** What needs to be done **
In the listing, find every line that has the string "this" and copy it.

** Data to examine **

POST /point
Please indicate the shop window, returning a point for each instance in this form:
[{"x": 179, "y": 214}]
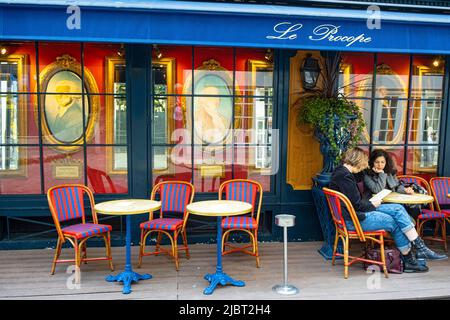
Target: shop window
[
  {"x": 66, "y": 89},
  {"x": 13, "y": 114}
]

--

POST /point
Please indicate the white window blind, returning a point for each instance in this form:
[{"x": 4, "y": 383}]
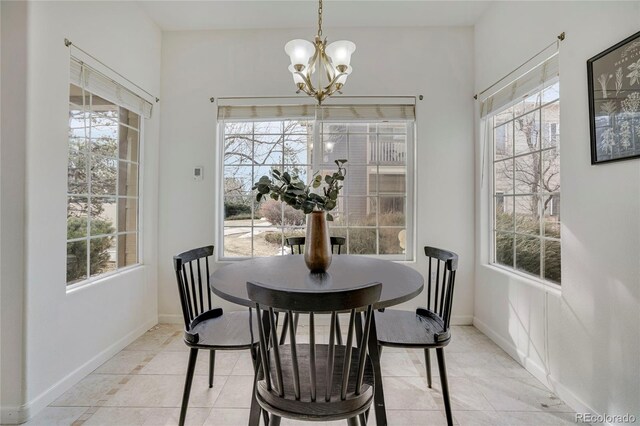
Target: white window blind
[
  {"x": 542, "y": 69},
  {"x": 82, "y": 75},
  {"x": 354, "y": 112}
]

* * *

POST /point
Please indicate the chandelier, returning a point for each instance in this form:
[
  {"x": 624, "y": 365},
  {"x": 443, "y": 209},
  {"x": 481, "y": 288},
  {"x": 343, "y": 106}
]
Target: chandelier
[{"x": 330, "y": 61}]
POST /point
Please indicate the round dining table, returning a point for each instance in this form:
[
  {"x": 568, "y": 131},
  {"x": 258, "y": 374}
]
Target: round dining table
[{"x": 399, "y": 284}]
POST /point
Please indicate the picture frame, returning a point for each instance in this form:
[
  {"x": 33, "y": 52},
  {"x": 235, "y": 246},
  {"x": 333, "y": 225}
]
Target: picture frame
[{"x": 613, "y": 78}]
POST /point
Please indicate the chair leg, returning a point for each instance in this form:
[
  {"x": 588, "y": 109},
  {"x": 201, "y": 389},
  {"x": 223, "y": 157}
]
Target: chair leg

** Output **
Please indicate the shop window, returning a point for each instance in this form:
Please indicate the white window blind, returning a point for each instance in this form:
Please indicate the chandelier, returning a point for each instance in this form:
Please indicate the round dining table, returning a point for each instance in this form:
Please indicate the picture frame, returning a point for each instance in this form:
Please indicate the chair leg, returning a point for each instance in this form:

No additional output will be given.